WHAT YOU WILL DO -
a: Reproduce the passage of the K-NN post that begins at the words "My current decision" and ends after the words "by: (POS_NEIGHBORS_SUMMED_SCORES - NEG_NEIGHBORS_SUMMED_SCORES)".
b: According to the K-NN post, why is there usually no parameter on which to base a ROC curve for a K-NN classifier? Answer in one to three sentences.
c: Write the next part of the K-NN post, starting after its final line.

— begin TEXT TO READ —

Reputation: 12276
As you probably know, in K-NN, the decision is usually taken according to the "majority vote", and not according to some threshold - i.e. there is no parameter to base a ROC curve on.
Note that in the implementation of my K-NN classifier, the votes don't have equal weights. I.e. the weight for each "neighbor" is e^(-d), where d is the distance between the tested sample and the neighbor. This measure gives higher weights for the votes of the nearer neighbors among the K neighbors.
My current decision rule is that if the sum of the scores of the positive neighbors is higher than the sum of the scores of the negative samples, then my classifier says POSITIVE, else, it says NEGATIVE.
But - There is no threshold.
Then, I thought about the following idea:
Deciding on the class of the samples which has a higher sum of votes, could be more generally described as using the threshold 0, for the score computed by: (POS_NEIGHBORS_SUMMED_SCORES - NEG_NEIGHBORS_SUMMED_SCORES)
So I thought changing my decision rule to be using a threshold on that measure, and plotting a ROC curve basing on thresholds on the values of
(POS_NEIGHBORS_SUMMED_SCORES - NEG_NEIGHBORS_SUMMED_SCORES)

— end TEXT TO READ —
— begin RECORDED DATA —

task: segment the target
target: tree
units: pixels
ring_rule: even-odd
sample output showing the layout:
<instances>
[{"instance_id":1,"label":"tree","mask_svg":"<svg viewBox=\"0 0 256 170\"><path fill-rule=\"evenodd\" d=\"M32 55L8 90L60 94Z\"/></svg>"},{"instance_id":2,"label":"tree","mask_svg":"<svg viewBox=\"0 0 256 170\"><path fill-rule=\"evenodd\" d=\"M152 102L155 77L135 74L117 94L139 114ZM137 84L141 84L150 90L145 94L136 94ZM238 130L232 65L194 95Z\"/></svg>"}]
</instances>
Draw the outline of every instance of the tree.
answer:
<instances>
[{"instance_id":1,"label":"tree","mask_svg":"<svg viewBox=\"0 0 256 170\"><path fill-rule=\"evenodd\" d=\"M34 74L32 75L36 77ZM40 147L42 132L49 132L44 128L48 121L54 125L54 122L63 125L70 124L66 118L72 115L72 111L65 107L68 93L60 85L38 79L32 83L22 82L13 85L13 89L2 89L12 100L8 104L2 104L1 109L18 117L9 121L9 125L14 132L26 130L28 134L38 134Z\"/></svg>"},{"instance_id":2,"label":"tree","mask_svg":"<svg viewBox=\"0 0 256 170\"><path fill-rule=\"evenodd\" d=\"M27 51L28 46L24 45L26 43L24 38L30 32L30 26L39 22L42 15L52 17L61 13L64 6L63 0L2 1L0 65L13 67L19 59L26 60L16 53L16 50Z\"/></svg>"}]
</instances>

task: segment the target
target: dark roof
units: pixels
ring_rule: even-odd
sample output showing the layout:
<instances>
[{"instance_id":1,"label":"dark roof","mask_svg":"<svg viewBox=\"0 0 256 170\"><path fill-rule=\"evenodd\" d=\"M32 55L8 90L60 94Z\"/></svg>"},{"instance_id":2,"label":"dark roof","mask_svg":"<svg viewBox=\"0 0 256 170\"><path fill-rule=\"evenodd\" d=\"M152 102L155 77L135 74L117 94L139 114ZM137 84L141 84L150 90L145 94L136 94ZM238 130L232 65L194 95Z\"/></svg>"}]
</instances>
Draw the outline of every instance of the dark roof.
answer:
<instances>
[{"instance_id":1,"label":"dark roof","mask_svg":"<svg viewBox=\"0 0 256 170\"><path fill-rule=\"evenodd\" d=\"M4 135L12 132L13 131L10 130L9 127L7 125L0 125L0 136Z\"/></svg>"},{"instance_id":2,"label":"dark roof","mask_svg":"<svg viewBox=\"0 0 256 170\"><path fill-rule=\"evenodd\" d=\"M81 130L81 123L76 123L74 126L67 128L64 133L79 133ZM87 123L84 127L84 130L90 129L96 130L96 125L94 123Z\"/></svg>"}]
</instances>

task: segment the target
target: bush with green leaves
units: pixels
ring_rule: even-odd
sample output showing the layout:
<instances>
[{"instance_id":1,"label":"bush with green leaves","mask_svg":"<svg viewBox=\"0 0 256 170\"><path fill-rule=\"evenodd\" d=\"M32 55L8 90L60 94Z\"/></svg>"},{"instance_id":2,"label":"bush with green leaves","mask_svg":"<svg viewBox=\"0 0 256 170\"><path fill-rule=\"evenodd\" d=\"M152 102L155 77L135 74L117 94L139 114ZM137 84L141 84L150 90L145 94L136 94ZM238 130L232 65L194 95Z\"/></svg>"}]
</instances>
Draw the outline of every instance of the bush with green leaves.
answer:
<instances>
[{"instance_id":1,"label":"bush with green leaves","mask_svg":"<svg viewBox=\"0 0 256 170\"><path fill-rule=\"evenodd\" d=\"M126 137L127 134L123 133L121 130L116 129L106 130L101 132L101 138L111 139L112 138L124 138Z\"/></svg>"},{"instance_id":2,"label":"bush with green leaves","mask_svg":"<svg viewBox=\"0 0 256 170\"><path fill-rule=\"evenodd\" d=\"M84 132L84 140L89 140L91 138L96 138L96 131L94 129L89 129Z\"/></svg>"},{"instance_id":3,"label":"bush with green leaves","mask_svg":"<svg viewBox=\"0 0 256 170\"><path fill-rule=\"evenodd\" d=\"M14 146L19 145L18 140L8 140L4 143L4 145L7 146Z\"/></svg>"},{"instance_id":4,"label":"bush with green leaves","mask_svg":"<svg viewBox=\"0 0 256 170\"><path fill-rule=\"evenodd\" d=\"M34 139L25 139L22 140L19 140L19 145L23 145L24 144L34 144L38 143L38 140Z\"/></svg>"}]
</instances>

— end RECORDED DATA —

RESPONSE LIST -
a:
My current decision rule is that if the sum of the scores of the positive neighbors is higher than the sum of the scores of the negative samples, then my classifier says POSITIVE, else, it says NEGATIVE.
But - There is no threshold.
Then, I thought about the following idea:
Deciding on the class of the samples which has a higher sum of votes, could be more generally described as using the threshold 0, for the score computed by: (POS_NEIGHBORS_SUMMED_SCORES - NEG_NEIGHBORS_SUMMED_SCORES)

b: In K-NN, the decision is usually made by majority vote rather than by comparing a score against a threshold. Without a threshold, there is no parameter to vary to trace a ROC curve.

c:
Does it sound like a good approach for this task?
Upvotes: 1
Views: 3760
Reputation: 66835
Yes, it is more or less what is typically used. If you take a look at scikit-learn it has weights in knn, and they also have predit_proba, which gives you a clear decision threshold. Typically you do not want to condition on a difference, however, but rather ratio
votes positive / (votes negative + votes positive) < T
this way, you know that you just have to "move" threshold from 0 to 1, and not arbitrary values. it also now has a clear interpretation - as an internal probability estimate that you consider "sure enough". By default T = 0.5, if the probability is above 50% you classify as positive, but as said before - you can do anything wit it.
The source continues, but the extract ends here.